_Exercise input_
[Begin]

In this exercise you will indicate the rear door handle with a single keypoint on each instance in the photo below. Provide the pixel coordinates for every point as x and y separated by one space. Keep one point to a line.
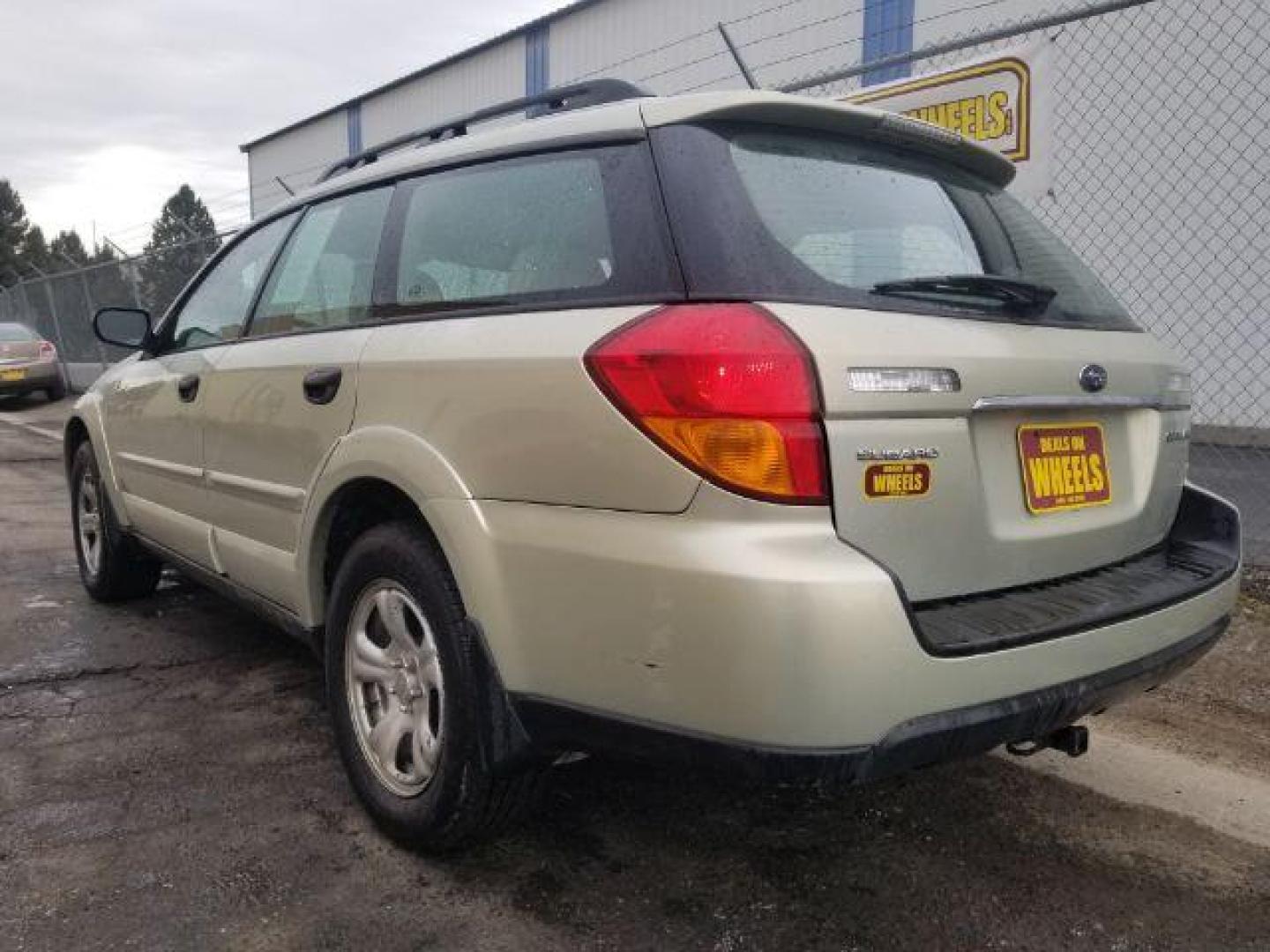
323 385
187 387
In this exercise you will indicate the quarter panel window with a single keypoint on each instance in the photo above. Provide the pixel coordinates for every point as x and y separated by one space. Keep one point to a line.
562 227
216 310
326 271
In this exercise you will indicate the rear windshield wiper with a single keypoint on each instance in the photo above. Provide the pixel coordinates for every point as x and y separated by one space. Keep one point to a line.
1009 294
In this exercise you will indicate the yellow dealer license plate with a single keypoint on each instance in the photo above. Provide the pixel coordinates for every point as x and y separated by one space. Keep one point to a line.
1065 466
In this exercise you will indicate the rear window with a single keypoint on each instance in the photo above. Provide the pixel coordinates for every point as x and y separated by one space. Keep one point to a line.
768 213
17 334
572 227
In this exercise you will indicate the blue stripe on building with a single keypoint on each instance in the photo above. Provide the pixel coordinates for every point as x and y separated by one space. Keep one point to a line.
888 31
537 60
355 129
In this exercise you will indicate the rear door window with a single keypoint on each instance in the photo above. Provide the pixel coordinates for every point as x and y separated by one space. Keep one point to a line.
577 227
326 273
787 215
216 310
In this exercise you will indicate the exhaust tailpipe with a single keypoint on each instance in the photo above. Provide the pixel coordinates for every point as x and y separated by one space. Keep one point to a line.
1072 740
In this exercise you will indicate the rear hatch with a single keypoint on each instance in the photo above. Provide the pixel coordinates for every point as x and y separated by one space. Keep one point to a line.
993 415
1018 476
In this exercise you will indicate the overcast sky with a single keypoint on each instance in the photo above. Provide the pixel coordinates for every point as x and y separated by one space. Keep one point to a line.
109 107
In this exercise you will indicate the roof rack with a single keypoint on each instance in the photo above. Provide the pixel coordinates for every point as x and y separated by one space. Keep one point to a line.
553 100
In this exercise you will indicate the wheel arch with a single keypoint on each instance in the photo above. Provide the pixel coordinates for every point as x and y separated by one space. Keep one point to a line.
375 475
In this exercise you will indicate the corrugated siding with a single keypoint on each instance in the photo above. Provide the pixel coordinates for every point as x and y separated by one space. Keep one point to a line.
671 46
299 158
488 78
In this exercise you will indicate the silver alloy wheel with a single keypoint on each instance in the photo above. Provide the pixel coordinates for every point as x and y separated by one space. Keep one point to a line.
88 522
395 688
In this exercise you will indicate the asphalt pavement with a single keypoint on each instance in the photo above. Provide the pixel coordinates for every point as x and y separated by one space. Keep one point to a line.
169 781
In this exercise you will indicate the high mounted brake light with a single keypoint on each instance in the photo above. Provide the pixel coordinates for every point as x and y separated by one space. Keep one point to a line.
725 389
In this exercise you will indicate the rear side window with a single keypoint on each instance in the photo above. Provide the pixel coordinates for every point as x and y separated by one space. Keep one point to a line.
326 273
216 311
574 227
785 215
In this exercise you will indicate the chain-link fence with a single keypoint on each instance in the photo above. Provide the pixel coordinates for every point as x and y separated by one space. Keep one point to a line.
1159 178
1161 182
61 306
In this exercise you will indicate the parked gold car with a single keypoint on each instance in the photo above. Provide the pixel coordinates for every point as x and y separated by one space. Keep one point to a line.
735 427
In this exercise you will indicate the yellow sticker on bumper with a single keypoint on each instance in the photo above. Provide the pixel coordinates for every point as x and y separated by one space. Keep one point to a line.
897 480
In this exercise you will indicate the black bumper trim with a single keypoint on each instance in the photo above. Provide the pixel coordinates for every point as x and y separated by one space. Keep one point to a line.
1200 553
921 741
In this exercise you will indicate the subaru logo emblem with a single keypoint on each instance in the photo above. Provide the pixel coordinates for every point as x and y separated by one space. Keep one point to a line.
1094 377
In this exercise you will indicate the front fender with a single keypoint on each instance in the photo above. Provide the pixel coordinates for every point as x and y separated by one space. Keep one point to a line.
88 413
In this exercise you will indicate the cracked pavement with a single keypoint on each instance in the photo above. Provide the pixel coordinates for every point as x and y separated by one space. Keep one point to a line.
168 781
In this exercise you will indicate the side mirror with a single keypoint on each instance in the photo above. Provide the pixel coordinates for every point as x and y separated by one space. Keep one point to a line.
123 326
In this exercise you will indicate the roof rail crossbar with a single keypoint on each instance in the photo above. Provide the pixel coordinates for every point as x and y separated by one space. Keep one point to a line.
553 100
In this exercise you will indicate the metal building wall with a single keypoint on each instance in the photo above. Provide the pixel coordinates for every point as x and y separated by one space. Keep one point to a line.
489 77
671 46
667 45
297 158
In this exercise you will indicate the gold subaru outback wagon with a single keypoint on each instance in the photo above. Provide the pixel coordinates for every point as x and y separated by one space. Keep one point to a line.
741 428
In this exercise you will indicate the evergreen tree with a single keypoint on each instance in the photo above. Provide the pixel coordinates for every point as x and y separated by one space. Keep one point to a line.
66 251
13 228
183 238
34 251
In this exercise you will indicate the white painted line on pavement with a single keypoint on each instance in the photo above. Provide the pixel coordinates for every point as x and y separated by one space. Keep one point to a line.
1227 801
31 428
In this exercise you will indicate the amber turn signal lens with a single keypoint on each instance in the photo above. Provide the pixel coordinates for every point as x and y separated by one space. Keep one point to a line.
748 453
725 389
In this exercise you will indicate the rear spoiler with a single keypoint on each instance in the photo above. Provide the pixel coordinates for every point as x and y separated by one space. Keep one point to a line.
830 115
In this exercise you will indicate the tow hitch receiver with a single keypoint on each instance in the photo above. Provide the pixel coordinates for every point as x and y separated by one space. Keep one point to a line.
1073 741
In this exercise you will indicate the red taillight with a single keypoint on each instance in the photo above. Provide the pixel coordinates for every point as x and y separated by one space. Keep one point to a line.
725 389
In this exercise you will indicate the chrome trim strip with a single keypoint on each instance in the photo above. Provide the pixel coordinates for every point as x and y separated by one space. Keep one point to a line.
181 471
1095 401
292 496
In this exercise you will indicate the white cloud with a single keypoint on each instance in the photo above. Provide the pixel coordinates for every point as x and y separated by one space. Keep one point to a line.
111 107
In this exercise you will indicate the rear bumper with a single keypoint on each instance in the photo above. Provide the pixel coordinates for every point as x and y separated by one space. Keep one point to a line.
36 376
918 743
755 628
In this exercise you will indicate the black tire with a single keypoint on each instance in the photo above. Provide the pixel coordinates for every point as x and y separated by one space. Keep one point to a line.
465 800
120 570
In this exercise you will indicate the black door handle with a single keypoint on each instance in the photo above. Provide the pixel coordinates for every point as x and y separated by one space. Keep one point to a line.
187 387
323 385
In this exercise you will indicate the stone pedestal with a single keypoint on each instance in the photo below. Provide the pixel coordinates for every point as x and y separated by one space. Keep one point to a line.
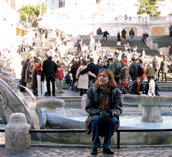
151 114
17 132
83 101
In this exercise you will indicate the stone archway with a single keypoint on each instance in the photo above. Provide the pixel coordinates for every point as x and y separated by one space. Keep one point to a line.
129 28
157 31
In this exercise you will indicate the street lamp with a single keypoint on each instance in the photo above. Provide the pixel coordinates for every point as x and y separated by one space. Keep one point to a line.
40 11
146 16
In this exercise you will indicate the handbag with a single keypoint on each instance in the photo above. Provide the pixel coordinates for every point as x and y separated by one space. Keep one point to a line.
76 84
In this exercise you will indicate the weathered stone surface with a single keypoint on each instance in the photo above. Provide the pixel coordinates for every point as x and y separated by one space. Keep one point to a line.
17 132
50 104
151 106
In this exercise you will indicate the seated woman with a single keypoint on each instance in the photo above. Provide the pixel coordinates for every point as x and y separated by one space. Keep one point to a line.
137 87
104 105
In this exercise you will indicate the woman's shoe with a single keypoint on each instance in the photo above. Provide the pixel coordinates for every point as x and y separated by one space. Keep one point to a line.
107 151
93 151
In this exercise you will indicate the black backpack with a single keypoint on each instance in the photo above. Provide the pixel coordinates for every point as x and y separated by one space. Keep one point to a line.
68 79
140 71
118 70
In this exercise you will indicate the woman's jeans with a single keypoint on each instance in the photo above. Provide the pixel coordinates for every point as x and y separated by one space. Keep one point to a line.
111 127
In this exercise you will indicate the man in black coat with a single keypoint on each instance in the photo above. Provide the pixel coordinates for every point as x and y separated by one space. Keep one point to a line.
92 68
133 70
49 70
23 74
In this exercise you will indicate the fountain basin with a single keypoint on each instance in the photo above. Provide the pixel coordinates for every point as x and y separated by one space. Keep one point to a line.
133 138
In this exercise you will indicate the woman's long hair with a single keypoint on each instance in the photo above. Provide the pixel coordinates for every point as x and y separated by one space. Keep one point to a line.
112 84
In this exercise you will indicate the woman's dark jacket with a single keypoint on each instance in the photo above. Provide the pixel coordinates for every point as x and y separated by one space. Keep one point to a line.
94 96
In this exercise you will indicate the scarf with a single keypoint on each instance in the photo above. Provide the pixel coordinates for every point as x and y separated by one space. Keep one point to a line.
104 102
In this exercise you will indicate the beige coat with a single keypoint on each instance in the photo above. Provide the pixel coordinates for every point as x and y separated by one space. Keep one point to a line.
83 79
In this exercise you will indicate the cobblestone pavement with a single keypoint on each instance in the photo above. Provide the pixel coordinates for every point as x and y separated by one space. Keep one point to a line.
125 151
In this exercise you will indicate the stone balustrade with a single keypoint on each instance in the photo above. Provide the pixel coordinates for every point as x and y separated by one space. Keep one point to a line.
151 106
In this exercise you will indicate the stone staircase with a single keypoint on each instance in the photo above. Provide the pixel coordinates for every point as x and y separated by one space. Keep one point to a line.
162 41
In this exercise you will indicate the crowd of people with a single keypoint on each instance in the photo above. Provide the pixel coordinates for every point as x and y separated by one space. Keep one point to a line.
83 66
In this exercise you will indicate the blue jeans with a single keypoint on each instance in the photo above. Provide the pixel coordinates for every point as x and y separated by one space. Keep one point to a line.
131 38
111 127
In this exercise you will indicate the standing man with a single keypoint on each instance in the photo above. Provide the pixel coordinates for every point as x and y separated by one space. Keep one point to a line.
116 69
131 33
123 32
49 70
73 70
99 33
133 70
105 35
92 68
23 74
59 79
156 66
164 67
170 30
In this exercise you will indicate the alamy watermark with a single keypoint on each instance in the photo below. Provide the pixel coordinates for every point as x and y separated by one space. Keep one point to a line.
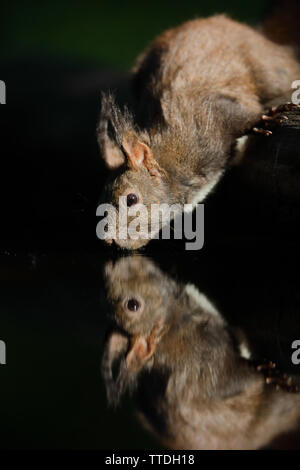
296 354
141 223
2 353
2 92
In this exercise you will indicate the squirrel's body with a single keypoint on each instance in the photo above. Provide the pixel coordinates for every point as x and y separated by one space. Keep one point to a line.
198 88
194 385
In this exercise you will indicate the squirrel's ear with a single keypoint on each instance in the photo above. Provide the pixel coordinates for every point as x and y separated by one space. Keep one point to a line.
111 154
143 347
139 154
115 348
109 129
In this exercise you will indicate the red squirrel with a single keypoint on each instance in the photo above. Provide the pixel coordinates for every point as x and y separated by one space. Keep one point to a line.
198 87
193 379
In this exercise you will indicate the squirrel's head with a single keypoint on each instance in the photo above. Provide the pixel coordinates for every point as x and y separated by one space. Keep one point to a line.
136 176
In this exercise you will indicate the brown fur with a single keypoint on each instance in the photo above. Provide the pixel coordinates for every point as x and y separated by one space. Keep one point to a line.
198 88
192 388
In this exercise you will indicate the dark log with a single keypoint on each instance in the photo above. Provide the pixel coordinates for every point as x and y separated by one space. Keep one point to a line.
260 198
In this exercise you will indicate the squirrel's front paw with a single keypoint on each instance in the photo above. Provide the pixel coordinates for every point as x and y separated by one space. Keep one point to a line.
273 117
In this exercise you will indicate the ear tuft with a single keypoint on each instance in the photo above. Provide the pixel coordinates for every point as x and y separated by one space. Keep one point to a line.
112 125
140 155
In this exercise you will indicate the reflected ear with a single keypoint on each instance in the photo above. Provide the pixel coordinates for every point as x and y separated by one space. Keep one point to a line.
139 154
144 347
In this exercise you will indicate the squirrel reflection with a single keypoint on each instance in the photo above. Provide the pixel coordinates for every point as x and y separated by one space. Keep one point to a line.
193 383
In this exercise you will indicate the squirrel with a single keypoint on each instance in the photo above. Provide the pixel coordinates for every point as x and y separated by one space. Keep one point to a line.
199 88
194 382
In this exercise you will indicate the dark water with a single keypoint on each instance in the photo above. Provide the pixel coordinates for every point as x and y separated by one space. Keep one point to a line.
59 309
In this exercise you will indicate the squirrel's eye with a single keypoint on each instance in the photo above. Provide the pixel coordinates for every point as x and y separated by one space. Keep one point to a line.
133 305
131 199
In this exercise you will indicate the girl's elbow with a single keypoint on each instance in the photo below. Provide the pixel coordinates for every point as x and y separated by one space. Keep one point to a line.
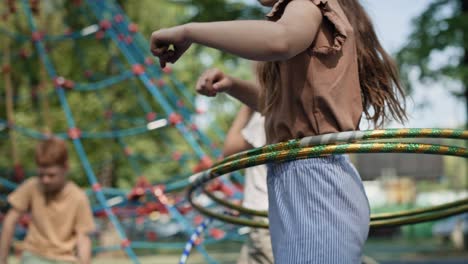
279 50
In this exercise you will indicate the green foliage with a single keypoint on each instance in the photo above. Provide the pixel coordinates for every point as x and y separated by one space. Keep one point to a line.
436 49
73 58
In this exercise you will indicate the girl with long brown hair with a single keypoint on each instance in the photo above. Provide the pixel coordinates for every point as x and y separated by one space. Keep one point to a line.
321 67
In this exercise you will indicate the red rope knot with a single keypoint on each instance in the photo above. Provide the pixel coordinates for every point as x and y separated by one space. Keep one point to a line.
151 116
59 81
133 28
128 39
175 118
167 69
180 103
160 83
149 61
158 191
204 164
118 18
217 233
100 35
176 156
138 69
108 114
105 24
74 133
128 151
69 84
6 69
96 187
24 53
125 243
36 36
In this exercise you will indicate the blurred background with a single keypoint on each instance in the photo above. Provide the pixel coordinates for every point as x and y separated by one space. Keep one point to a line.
140 125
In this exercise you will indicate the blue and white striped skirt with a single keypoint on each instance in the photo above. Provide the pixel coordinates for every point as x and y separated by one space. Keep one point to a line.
318 211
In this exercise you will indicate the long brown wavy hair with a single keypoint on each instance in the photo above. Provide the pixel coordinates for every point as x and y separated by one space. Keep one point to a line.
382 93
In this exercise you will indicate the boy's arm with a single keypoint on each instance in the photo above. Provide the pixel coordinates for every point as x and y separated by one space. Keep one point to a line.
84 227
234 141
8 230
214 81
83 246
253 39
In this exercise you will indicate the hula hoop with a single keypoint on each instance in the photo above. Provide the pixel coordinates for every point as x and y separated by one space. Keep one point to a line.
332 144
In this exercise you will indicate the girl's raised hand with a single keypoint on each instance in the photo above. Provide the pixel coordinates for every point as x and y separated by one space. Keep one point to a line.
169 44
213 81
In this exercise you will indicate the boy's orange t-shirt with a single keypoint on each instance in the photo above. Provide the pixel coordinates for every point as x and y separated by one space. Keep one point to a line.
52 232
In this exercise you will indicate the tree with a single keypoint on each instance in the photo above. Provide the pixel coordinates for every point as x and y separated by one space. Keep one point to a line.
441 29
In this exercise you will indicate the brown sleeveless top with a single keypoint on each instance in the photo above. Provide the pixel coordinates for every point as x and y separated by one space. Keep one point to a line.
321 86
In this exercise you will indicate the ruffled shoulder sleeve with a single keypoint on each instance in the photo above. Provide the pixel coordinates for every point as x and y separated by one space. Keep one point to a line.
339 25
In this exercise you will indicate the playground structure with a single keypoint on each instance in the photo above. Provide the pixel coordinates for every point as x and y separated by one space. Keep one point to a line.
145 203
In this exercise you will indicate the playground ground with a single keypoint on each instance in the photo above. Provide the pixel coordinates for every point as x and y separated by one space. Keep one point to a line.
421 251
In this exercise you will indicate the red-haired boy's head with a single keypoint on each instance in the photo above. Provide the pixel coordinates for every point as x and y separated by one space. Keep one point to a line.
52 161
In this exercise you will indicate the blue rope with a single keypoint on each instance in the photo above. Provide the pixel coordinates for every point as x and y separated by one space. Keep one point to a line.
76 142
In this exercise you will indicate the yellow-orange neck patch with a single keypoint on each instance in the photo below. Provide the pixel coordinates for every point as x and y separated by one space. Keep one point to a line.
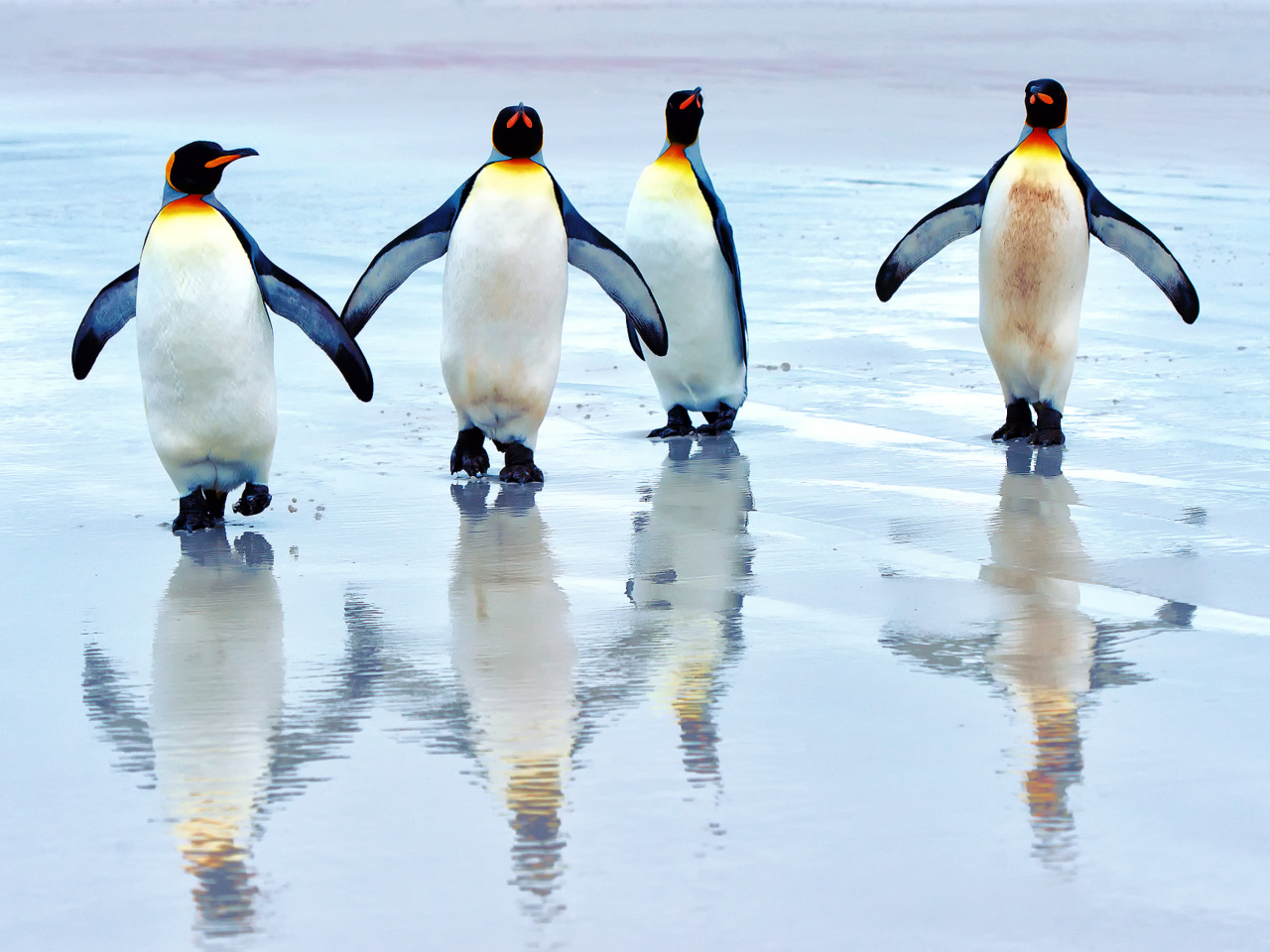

[End]

_Exercise instructions_
Write out again the lines from the one with "In this exercise you will indicate the red-haired" through the end of the records exactly, without any of the pictures.

_Exercise response_
In this exercise you will indicate the red-haired boy's head with a single keypoint on each instance in the photo above. Provide the pixel coordinates for every point as x and y separated by one space. Keep one point to a line.
52 161
In this exercise you will indicate the blue rope with a single keypoint on each instance in the photo above. Provide the pixel coordinates for every point as x and y separated by one space. Keep one point to a line.
76 142
In this exercise you will indicate the yellow-orange neck patch with a single keypoint on each instance in the photo below. Provide the pixel coordinates for every point as x and y separated by one space. Keep one point to a line.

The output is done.